### Jobs
• A. Which severe human rights abuses does the text on Chevron's legal liabilities list as alleged in the reported cases?
• B. Could you write what comes next in the text on Chevron's legal liabilities, picking up after its list of countries?

### Extract to read
________________________________________
Chevron's World of Trouble

Chevron has problems – like, some 50,500,000,000 of them – in the form of outstanding legal liabilities that total $50.5 billion globally.

To help address this staggering level of liability, Newground filed today a formal 'exempt solicitation' with the U.S. Securities and Exchange Commission (SEC), asking people globally to vote FOR our shareholder Proposal #10, which will help protect the environment and human rights around the world. Shareholder vote scheduled for 5/25/2022. 

Highlights and rationale follow, but click here for a PDF of the original doc as submitted to the SEC.


  1. In its voting guidelines, proxy advisory firm Institutional Shareholder Services (ISS) recommends a 10% threshold for calling a special meeting.[1] 
  2. This proposal seeks a reasonable 10% threshold, which represents 192 million shares or $31.1 billion worth of common stock. 
  3. The company cites no evidence of harm from the experience of companies that have an existing 10% threshold.
  4. A 2021 report documents that judicial actions filed around the world against Chevron and its subsidiaries amount to $50.5 billion in legal judgments and seizure claims globally. 
  5. Inadequate board attention to management’s actions (there is no independent board chair) can only intensify the severity and risk of instances like these. When needed, a 10%-level special meeting could help improve oversight, enhance accountability, and protect shareowner value. 
  6. In 2021 this proposal won the support of one-third of shares voted.  This may represent a true majority of the shares that are fully independent – i.e., neither controlled nor heavily influenced by board or management. 

Therefore, please vote FOR item #10, "Special Meetings"

 click screenshot for full PDF 

Detailed Rationale FOR Proposal #10

1.  $50.5 Billion Global Liability

Proponents observe that management’s handling of a range of issues has increased both risk and cost to shareholders, which necessitates lowering to 10% (the ISS recommendation) the threshold to call a special meeting. 

For example, a new report entitled Chevron’s Global Destruction[2] (the “Report”) is an expansive compendium of documented legal actions filed against Chevron and its subsidiaries in 71 countries.  It provides credible evidence that Chevron’s actions have destroyed critical biodiversity around the planet, and alleges that the Company is liable for $50.5 billion in judgments and seizure claims globally.  

The Global Destruction report was entered into the Congressional Record[3] as part of a U.S. House of Representatives Committee on Oversight and Reform hearing entitled:  Fueling the Climate Crisis: Exposing Big Oil’s Disinformation Campaign to Prevent Climate Action. 

Chevron CEO/board chair Michael Wirth was formally asked by the House Oversight Committee to respond to the Report’s findings.  Investors are concerned that despite management assertions regarding respect for human rights and adherence to environmental standards, 71% of the cases involving Chevron detailed in the Report indicate grave violations of rights to land, life, and safety.  Of these reported cases, 65% allege severe human rights abuses – including torture, forced labor/slavery, rape, murder, and genocide – in a host of countries that include:  Angola, Burma/Myanmar, Cameroon, Chad, China, East Timor, Ghana, Indonesia, Kazakhstan, Nigeria, Poland, Romania, and Thailand.
________________________________________
### Dataset records
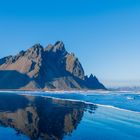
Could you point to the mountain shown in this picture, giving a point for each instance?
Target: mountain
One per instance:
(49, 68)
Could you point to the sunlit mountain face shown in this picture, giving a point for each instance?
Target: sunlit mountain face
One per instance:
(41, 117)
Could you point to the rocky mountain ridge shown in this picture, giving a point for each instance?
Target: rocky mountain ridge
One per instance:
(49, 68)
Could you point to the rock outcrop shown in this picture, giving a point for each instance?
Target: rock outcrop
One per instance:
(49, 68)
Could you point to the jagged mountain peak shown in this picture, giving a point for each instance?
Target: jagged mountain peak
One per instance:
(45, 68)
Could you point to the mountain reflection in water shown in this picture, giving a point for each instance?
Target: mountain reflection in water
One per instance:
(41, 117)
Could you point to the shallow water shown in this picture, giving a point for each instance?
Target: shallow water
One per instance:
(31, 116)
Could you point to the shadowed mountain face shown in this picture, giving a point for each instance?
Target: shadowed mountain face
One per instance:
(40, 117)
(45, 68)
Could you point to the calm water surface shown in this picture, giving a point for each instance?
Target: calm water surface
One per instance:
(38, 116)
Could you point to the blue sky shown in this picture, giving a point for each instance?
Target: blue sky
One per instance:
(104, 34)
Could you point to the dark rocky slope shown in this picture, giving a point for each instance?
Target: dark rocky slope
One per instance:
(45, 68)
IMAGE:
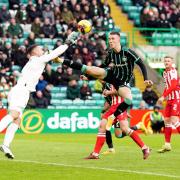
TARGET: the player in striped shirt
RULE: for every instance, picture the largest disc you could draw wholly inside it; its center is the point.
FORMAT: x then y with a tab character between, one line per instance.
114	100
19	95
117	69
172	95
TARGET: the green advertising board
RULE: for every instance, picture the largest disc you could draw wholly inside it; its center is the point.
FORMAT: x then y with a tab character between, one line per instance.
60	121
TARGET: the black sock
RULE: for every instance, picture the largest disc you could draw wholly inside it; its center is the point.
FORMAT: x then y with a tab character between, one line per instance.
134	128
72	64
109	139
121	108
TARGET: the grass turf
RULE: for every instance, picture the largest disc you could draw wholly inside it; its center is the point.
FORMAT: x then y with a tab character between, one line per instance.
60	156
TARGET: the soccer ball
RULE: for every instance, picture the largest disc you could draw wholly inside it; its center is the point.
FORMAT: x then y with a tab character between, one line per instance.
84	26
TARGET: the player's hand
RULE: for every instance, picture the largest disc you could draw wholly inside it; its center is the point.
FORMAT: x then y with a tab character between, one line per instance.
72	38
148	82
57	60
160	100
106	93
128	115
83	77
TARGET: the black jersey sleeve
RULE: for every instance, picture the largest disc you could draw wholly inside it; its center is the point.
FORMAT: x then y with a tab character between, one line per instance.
________________________________________
### Results for the exercise
• A. Torture, forced labor/slavery, rape, murder, and genocide.

• B.
As well, the Global Destruction report documents allegations that Chevron has violated the Foreign Corrupt Practices Act (FCPA) in Angola, Argentina, Cambodia, Equatorial Guinea, Indonesia, Iran, Iraq, and Liberia.  

Furthermore, the Report indicates that no adequate response has been provided to the claim that Chevron has refused to comply with mandated cleanups in Argentina, Azerbaijan, Brazil, Burma/Myanmar, Cambodia, China, Ecuador, East Timor, Nigeria, Poland, Romania, Ghana, Thailand, the United States, and Venezuela. 

In summary, the $50.5 billion in potential legal liability, along with the severe reputational harm arising from being linked to or responsible for widespread environmental degradation and human rights abuses, places in jeopardy: (a) our company's ability to attract and retain key talent; and (b) our company's social license to operate in jurisdictions and regions where it may wish to continue operations, or seek to expand. 

2.  Risks Arising from the Ecuador Case and Judgment

Perhaps the most pressing and sizable single issue facing Chevron is the ongoing effort by Ecuadorian communities to enforce a $9.5 billion judgment[4] against the company for oil pollution (the “Ecuador Judgment”).  

Instead of negotiating more than two decades ago an expedient, fair, and comprehensive settlement with the affected communities in Ecuador, Chevron has pursued a legal strategy that has cost more than $2 billion yet still exposes shareholders to potentially crippling liabilities. 

In sworn testimony, Chevron Deputy Comptroller Rex Mitchell made clear that enforcement of the $9.5 billion judgment would be “disruptive” and would cause “irreparable” damage:

The seizure of Chevron assets, such as oil tankers, wells, or pipelines in any one of these countries, would disrupt Chevron's supply chain and operations; and seizures in multiple jurisdictions would … cause significant, irreparable damage to Chevron … [and] is likely to cause irreparable injury to Chevron's business reputation and business relationships...[5]

Clearly, enforcement of the Ecuador Judgment remains a serious, ongoing financial risk. 

3.  Court Proceedings, False Testimony & Congressional Investigation

Chevron has asserted that “several international courts have determined the Ecuadorian Judgment to be fraudulent.”  However, no court since the supreme court rendered its Ecuador Judgment has reviewed the facts of the case de novo.  In reality, evidence regarding destruction of the Amazon has been entirely absent from every subsequent case – including the company's highly touted RICO declarations. 

Alberto Guerra was the principal witness in the Chevron RICO trial.  He later recanted essential portions of his testimony and admitted receiving payment from Chevron – including more than $432,000 in monthly payments and $48,000 in exchange for evidence.  Guerra also admitted that Chevron’s law firm – Gibson Dunn & Crutcher – had coached him in more than 50 meetings before he testified.  

CEO/board chair Michael Wirth has made public statements regarding the Ecuador Judgment that were recently challenged in a U.S. House Oversight Committee hearing where it is on record that Mr. Wirth informed shareholders “[there] was no scientific evidence of contamination.”  In subsequent questioning Wirth was asked: “[if there was] no scientific evidence … why did Texaco spend $40 million to … remediate?”   

Mr. Wirth has not submitted a formal response to these House Oversight Committee questions, and has also not responded to questions around how much Chevron has spent on litigation and public relations regarding its Ecuador liability.

4.  Risk of Collection

Besides the $9.5 billion judgment, Chevron faces a cascading series of other risks to its assets, supply chain, reputation, and business relationships.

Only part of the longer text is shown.